ФРАГМЕНТ ТЕКСТА:
──────────

Устроив жену с дочкой в каюте, Георгий Георгиевич отправился к капитану разузнать, где бы по прибытии с жильем устроиться, ведь гостиницы в Корсакове нет. Представился: художник Поплавский. Объяснил: выставку везет, едет с семьей. Слово за слово, разговорились, тем более что тема общая легко нашлась – о дальних странах да морских походах. В общем, понял капитан: свой человек на борту, морская душа, надо помочь. И радиограмму на берег отправил, мол, едет Поплавский, поселите в Дом моряка.

— Приходим в Корсаков. В Доме моряка администраторша нас как родных встречает и сообщает: «Товарищ Поплавский, в школе узнали, что вы к нам приезжаете, просят провести встречу с учениками». А потом смотрит на мою 16-летнюю дочь Катю и с удивлением спрашивает: «Когда же вы успели такую большую вырастить?» — с улыбкой вспоминает Георгий Георгиевич.

Так и выяснилось, что приехал в Корсаков Поплавский, но другой. А дело в том, что в то время на слуху еще была нашумевшая история о четверых советских солдатах, которых во время урагана унесло штормом на барже от одного из Курильских островов в Тихий океан. Пока не спасли, им пришлось выживать 49 суток, варить и есть свои ремни и сапоги, когда закончились запасы продовольствия. Одним из героев этого дрейфа был рядовой Поплавский, за которого и приняли художника-однофамильца.

А встреча со школьниками в Корсакове состоялась и получилась очень интересной. И работы художников из Минска ребятам понравились. Особенно иллюстрации Натальи Поплавской к детским сказкам.

──────────

ЧТО НУЖНО СДЕЛАТЬ:
- a) Сколько суток пришлось выживать солдатам, которых унесло на барже в Тихий океан, согласно рассказу о художнике Поплавском?
- b) Продолжите, пожалуйста, рассказ о художнике Поплавском после его последнего предложения.
Для работы с рассказом о художнике Поплавском записи не понадобятся.

──────────

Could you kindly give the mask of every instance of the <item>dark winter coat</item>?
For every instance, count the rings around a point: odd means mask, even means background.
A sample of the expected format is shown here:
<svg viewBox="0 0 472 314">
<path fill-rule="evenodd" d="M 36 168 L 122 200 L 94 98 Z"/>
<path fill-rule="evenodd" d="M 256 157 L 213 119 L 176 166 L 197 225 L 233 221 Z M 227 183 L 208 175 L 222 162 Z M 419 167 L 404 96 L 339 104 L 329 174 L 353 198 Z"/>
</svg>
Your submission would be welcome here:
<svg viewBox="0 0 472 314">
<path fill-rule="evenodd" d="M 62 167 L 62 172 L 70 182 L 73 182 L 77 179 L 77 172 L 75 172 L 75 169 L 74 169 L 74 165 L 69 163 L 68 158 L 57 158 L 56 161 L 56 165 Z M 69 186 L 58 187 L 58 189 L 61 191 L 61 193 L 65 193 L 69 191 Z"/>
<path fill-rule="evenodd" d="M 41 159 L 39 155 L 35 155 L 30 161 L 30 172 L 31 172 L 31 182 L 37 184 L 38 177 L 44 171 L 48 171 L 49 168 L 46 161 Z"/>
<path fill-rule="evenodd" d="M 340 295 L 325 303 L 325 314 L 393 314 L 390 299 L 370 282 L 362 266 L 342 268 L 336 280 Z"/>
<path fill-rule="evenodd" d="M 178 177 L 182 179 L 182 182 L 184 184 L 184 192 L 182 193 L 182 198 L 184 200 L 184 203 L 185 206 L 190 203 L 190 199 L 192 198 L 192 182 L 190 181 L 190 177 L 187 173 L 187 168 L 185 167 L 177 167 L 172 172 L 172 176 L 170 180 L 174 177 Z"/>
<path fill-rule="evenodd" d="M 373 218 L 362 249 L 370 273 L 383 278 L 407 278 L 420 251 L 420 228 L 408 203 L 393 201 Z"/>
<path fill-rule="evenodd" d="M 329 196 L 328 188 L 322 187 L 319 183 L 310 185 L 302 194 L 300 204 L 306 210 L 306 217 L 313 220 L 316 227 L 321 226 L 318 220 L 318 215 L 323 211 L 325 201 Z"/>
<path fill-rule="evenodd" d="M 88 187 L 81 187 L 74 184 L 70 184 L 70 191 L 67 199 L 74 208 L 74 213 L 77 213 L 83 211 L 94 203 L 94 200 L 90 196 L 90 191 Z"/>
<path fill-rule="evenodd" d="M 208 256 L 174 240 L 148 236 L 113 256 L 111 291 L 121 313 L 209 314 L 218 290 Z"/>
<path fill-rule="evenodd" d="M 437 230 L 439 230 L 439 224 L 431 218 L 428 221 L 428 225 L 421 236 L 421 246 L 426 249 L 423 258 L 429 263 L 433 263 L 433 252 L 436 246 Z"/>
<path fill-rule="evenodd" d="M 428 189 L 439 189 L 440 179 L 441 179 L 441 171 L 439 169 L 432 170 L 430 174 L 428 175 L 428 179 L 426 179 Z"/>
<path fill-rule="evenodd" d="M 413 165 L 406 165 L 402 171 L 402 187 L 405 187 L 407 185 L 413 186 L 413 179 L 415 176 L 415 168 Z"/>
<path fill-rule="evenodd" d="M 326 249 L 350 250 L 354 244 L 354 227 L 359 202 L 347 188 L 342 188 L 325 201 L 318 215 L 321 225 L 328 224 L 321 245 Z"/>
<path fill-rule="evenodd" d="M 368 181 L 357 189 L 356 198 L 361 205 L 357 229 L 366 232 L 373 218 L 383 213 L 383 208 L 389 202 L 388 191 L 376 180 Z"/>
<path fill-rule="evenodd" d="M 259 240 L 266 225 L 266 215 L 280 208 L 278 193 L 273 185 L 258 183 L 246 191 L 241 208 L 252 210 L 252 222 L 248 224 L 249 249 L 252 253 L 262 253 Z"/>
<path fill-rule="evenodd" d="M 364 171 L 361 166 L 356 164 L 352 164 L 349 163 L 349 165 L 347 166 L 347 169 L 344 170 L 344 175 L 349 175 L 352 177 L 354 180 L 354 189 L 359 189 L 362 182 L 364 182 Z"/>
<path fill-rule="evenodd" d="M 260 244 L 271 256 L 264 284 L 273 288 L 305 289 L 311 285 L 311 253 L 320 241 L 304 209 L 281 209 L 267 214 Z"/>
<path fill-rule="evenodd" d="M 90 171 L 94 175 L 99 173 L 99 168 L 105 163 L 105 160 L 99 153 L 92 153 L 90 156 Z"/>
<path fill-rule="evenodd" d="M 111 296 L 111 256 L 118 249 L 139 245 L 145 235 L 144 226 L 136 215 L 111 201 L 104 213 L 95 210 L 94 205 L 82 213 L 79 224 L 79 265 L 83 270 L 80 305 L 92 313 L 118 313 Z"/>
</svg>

──────────

ОТВЕТЫ ПО ПОРЯДКУ:
- a) 49 суток.

- b)
Спасительный заказ

А вот в Южно-Сахалинске на постой Поплавских определили в гостиницу обкома партии. Правда, когда художники прибыли на место, на них глянули с недоумением и свысока: дескать, что за жильцы такие — с огромными вещмешками да рюкзаками, в нашу, обкомовскую, люди солидные заезжают, с дипломатами, а не всякие мешочники. Невдомек было гостиничному персоналу, что багаж у путешественников особенный, в туго набитых рюкзаках — и готовые работы, предназначенные для выставки, и новые, сделанные во время пути наброски, зарисовки, и этюдники, и краски с кистями, и прочие необходимые художникам вещи.

Впрочем, еще больше удивились местные жители, когда Поплавский во что бы то ни стало захотел на тамошнюю бумажную фабрику попасть. Все руками машут – нельзя ни в коем случае, запрещено, объект закрытый, секретный. А художник не унимается, ну жутко интересно ему посмотреть, как бумагу делают на производстве, которое японцы еще до Первой мировой войны построили.

Дошел до главного инженера – разрешите. Но и тот ни в какую не соглашается.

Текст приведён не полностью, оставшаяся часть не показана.